──────── Excerpted passage ────────

Susanne Regina Meures, Switzerland 2020

Full length feature documentary film with Muna

SAUDI RUNAWAY literally throws the windows open into the unknown family landscape of Saudi Arabia, a place that despite its repressive laws holds me in rapt fascination. The National Geographic wisely snapped up the distribution rights. It was the best film I saw at this year’s festival. First, we meet 26-year-old Muna, whose life can be seen only through modern technology. From the get-go, the film had the appearance of a typical teen-video made with a mobile phone. Later we realize it was then downloaded in secret, and transferred them to the Swiss German director Susanne Regina Meures who then used this material in the making of SAUDI RUNAWAY.-As the story evolves, one sees the restricted daily life Saudis lead through the eyes of Muna, who is taking an existential risk to send images out of the country in hopes of finding freedom and a new life for herself elsewhere.

She describes life in Saudi Arabia— starting with a powerful image of the annual Hajj, a traditional pilgrimage dating from the 7th century. We are imprisoned in the claustrophobic atmosphere as she secretly films the Hajj through her hijab. One of the biggest pilgrimages in the world, millions of Muslims robed in white, circle the Kaaba, a cubic structure at the center of the Sacred Mosque in Mecca. As she narrates what she sees and feels, we can tell that she is in awe of this spiritual unity of the worshipers coming together, and sense the energy this creates. Despite this one joyful moment, her life of restriction and constraints heightens her anxieties, pushing her to become a risk taker. She wants to visit friends on her own, to drive a car, to go out and get a job.

────────

**Given request 1**. Count how many lines in the rows contain the string "gold", treating uppercase and lowercase as different. Give only the number.
The rows are unrelated to the review of SAUDI RUNAWAY.

──────── Working data ────────

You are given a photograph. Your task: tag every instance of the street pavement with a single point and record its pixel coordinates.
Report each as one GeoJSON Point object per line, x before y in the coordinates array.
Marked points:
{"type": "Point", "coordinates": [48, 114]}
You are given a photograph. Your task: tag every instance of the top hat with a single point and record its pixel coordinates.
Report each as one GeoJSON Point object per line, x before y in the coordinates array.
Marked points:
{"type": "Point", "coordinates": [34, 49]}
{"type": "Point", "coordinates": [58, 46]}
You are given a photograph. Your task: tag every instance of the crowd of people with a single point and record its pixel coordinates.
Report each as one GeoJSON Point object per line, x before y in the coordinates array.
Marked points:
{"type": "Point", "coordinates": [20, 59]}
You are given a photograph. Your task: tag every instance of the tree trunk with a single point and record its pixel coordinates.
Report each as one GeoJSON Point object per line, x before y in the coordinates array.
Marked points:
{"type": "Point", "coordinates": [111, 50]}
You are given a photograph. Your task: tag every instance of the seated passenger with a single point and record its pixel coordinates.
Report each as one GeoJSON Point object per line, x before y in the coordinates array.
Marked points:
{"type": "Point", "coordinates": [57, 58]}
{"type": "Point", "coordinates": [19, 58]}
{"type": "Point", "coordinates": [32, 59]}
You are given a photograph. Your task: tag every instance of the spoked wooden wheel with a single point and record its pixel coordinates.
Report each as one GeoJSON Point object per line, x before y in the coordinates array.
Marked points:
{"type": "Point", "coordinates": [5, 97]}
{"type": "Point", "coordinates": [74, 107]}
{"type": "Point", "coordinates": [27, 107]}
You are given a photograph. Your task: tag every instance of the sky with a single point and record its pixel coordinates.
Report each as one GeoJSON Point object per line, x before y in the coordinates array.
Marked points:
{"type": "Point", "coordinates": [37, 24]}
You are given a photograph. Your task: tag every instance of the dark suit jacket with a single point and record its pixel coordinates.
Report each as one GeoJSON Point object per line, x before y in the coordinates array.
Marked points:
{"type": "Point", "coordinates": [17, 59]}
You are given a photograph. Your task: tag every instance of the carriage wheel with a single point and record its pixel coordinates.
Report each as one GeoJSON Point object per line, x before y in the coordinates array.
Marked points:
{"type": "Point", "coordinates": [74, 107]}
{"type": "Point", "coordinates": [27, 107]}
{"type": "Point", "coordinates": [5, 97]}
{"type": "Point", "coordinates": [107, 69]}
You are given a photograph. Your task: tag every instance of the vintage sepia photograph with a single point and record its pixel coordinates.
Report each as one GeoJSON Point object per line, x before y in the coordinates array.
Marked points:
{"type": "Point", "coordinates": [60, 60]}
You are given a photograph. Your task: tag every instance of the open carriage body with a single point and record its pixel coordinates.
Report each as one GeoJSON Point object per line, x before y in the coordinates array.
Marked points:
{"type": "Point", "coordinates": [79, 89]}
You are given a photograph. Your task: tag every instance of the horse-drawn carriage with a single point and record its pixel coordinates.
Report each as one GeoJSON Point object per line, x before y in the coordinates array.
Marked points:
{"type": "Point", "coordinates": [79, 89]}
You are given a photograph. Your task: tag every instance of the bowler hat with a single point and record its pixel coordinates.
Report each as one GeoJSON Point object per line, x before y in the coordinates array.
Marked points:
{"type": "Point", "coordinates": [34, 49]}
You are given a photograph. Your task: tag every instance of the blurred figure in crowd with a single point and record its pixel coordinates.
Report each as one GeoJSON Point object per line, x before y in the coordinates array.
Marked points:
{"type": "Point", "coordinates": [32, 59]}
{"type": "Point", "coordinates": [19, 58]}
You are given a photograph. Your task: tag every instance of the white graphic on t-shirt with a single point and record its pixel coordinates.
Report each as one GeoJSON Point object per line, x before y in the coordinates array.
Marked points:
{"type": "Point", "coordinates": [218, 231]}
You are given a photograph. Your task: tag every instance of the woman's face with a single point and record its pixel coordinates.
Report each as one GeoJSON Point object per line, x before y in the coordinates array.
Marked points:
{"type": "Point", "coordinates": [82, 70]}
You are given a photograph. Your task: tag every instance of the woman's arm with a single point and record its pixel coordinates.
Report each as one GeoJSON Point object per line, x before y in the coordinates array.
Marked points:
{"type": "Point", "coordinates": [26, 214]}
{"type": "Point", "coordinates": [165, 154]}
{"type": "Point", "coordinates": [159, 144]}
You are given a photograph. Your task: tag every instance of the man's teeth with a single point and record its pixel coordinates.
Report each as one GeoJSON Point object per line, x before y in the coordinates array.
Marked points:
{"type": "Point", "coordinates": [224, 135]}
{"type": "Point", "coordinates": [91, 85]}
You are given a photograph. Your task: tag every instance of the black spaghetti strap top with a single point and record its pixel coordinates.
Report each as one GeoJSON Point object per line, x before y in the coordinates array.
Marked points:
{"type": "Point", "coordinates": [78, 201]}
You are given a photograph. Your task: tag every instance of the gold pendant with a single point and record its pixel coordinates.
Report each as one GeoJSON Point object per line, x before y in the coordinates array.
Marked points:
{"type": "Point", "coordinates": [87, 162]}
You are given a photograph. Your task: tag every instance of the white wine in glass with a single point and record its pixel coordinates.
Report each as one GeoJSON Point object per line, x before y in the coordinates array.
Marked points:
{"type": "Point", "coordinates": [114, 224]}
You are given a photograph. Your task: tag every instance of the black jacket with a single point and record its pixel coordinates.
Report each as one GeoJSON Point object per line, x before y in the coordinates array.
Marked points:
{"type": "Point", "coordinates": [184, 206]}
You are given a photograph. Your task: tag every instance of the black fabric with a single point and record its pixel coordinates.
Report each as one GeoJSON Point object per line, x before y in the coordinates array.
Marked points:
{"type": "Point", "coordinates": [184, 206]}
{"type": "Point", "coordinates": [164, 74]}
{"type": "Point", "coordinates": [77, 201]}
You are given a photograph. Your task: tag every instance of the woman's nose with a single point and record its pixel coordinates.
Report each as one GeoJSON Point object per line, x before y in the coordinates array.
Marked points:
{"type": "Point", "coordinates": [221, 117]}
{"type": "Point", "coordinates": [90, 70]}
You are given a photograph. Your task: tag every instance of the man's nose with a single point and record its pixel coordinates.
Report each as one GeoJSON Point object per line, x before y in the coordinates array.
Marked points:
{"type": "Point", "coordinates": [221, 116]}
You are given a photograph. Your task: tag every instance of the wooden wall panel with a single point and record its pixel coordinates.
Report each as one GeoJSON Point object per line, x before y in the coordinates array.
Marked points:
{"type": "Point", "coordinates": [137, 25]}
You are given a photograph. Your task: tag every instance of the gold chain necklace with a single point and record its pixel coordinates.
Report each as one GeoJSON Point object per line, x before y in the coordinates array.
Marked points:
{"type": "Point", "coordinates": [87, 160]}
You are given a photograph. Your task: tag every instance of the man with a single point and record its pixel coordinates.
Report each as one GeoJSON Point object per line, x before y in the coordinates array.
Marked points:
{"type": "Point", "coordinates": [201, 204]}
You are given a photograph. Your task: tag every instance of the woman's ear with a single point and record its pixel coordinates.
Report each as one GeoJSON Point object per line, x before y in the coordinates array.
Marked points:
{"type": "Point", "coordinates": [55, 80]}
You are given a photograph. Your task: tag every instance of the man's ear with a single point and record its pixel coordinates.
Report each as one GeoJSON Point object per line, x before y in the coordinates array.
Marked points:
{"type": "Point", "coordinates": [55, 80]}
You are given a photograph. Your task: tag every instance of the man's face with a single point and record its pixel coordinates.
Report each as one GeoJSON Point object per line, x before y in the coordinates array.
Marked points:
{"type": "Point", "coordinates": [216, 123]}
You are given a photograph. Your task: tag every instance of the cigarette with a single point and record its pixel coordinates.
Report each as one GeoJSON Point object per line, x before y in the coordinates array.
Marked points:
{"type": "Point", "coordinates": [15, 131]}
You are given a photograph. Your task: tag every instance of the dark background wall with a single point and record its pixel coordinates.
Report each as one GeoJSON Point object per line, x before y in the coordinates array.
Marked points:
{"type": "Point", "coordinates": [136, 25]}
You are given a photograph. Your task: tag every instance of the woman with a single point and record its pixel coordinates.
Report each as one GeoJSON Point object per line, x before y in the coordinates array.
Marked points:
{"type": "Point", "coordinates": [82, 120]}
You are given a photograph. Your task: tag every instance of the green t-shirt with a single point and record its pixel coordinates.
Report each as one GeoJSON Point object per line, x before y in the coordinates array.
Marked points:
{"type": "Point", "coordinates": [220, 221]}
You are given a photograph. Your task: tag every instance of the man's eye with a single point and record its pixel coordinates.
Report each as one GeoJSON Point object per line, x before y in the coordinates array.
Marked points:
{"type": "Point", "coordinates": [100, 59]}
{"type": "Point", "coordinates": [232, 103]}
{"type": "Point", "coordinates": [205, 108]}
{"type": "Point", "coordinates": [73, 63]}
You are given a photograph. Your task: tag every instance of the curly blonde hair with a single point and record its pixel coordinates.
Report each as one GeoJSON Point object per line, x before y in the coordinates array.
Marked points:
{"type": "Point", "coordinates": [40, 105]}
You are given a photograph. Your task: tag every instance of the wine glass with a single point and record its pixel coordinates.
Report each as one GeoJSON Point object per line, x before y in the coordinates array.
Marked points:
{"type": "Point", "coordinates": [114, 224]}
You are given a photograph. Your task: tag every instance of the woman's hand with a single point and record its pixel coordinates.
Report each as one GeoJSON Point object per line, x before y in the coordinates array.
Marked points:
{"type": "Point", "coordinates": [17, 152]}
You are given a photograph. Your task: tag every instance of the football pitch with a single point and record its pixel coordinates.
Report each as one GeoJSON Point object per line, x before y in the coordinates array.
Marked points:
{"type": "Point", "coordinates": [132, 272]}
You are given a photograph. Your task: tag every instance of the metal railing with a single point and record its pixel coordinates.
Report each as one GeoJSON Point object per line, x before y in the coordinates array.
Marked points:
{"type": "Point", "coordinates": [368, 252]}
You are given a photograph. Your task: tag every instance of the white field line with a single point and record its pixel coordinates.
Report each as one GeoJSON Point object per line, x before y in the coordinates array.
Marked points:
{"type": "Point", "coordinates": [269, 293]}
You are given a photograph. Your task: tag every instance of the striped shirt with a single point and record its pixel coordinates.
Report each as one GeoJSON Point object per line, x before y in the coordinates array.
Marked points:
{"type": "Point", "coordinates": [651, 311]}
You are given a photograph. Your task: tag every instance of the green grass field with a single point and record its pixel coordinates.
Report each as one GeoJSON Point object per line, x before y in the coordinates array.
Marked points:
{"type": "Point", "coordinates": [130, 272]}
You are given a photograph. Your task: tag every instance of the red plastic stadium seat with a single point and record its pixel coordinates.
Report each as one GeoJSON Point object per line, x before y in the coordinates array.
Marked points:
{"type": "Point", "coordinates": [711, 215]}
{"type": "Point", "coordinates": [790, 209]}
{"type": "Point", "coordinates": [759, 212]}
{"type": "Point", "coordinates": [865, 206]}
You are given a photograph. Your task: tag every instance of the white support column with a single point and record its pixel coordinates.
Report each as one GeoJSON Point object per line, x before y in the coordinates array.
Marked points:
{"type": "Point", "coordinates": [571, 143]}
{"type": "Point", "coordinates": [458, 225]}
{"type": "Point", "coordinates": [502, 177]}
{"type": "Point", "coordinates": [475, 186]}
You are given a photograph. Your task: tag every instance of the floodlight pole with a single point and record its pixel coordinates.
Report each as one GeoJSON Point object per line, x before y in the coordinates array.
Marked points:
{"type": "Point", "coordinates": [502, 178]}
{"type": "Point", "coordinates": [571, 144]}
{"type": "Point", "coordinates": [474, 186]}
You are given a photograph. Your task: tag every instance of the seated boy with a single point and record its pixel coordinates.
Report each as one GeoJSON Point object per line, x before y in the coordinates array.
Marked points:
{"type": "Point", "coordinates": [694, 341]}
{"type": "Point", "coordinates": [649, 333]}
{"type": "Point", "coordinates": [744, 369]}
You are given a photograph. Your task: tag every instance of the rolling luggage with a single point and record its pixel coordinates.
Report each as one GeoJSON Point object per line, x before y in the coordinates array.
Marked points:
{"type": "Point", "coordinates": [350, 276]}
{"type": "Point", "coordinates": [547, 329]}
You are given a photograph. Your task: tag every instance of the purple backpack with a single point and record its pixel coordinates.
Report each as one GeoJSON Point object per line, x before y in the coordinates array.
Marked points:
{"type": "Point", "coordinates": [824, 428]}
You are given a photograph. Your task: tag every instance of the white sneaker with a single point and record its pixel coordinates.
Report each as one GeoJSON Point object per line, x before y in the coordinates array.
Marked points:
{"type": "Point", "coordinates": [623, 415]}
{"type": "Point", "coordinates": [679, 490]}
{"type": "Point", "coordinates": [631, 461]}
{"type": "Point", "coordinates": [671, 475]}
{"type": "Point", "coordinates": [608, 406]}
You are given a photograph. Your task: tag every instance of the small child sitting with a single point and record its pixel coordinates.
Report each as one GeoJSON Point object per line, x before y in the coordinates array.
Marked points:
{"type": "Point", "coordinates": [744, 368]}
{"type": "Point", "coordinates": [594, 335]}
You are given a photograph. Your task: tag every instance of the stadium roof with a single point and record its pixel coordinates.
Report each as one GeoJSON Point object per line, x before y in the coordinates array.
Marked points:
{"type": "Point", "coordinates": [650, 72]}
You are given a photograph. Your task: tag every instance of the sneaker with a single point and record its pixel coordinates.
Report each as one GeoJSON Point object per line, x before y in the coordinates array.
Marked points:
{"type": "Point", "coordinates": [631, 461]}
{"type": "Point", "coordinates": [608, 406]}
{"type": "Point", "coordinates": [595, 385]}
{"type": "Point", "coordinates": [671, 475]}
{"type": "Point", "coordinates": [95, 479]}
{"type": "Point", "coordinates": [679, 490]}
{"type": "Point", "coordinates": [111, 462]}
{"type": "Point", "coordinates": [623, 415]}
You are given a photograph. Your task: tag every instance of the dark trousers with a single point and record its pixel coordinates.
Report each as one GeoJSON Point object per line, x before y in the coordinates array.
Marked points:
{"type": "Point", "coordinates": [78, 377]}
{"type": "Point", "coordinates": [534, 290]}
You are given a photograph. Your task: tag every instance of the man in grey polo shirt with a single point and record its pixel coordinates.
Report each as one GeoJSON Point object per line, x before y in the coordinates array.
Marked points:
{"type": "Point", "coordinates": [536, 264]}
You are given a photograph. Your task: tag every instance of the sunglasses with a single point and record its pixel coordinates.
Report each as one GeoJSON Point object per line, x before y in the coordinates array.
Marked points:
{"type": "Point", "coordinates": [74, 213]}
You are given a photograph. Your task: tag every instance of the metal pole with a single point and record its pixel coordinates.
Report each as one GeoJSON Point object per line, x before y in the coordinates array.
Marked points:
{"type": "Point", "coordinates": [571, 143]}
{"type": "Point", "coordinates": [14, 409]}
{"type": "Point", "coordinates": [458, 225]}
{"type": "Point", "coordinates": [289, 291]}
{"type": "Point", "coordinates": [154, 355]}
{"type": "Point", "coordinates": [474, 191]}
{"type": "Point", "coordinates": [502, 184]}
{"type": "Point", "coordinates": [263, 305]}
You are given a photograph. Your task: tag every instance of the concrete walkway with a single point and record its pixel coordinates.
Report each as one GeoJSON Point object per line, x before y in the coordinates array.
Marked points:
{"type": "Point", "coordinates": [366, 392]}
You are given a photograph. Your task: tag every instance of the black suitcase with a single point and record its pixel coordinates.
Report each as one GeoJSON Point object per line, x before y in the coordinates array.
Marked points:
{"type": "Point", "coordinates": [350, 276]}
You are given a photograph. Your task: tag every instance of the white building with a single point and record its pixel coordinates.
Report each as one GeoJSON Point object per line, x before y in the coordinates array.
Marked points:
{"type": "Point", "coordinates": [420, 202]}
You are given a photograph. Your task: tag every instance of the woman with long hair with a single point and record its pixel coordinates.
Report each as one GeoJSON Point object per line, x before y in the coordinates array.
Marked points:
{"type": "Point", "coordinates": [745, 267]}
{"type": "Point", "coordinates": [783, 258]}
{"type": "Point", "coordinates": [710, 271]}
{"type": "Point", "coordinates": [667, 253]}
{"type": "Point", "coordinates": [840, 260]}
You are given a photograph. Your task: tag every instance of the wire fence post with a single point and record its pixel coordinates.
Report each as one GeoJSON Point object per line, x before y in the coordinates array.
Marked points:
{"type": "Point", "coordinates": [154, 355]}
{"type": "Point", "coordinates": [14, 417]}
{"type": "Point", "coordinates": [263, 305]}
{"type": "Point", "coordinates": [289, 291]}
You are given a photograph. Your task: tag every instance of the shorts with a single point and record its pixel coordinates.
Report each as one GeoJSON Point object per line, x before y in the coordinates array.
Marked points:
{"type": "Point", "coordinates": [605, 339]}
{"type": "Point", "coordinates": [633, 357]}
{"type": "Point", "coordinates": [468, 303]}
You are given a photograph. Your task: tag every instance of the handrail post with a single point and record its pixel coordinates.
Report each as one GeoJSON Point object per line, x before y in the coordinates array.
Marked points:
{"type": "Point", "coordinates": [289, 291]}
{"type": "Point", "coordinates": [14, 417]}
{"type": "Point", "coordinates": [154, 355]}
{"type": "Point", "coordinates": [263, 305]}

────────

**Given request 2**. Extend the review of the documentary SAUDI RUNAWAY, beginning right after its final sentence.

**Written response 1**. 2

**Written response 2**.
Muna is at the breaking point when her father decides to find her a husband. The family life does not portray a happy home whereby her father controls everyone’s comings and goings, their mobile phones, and their money. Although laws have changed on the issue of driving, her father forbids it. With the impending arrival of an unwanted, arranged marriage, she grasps her only chance to escape this life. Exceedingly risky, she must calculate and time everything perfectly to succeed. A spell-binding film: we feel the buildup of her claustrophobic existence, realizing that she will risk everything— including death— to escape.

Director Susanne Regina Meures said that she met Muna in a chatroom and collected the uploaded secret cell phone footage to create this documentary. The film received the second place winner of the Panorama’s Audience Awards for Documentaries. Her film RAVING IRAN (2016) galvanized Meures’ career after winning numerous awards. Appearing on stage, Muna explained that it was her overriding ambition to breathe free that gave her the courage to escape to Germany. Some 1000 Saudi women attempt to flee every year. Still afraid, she nevertheless plans to see family members in the near future.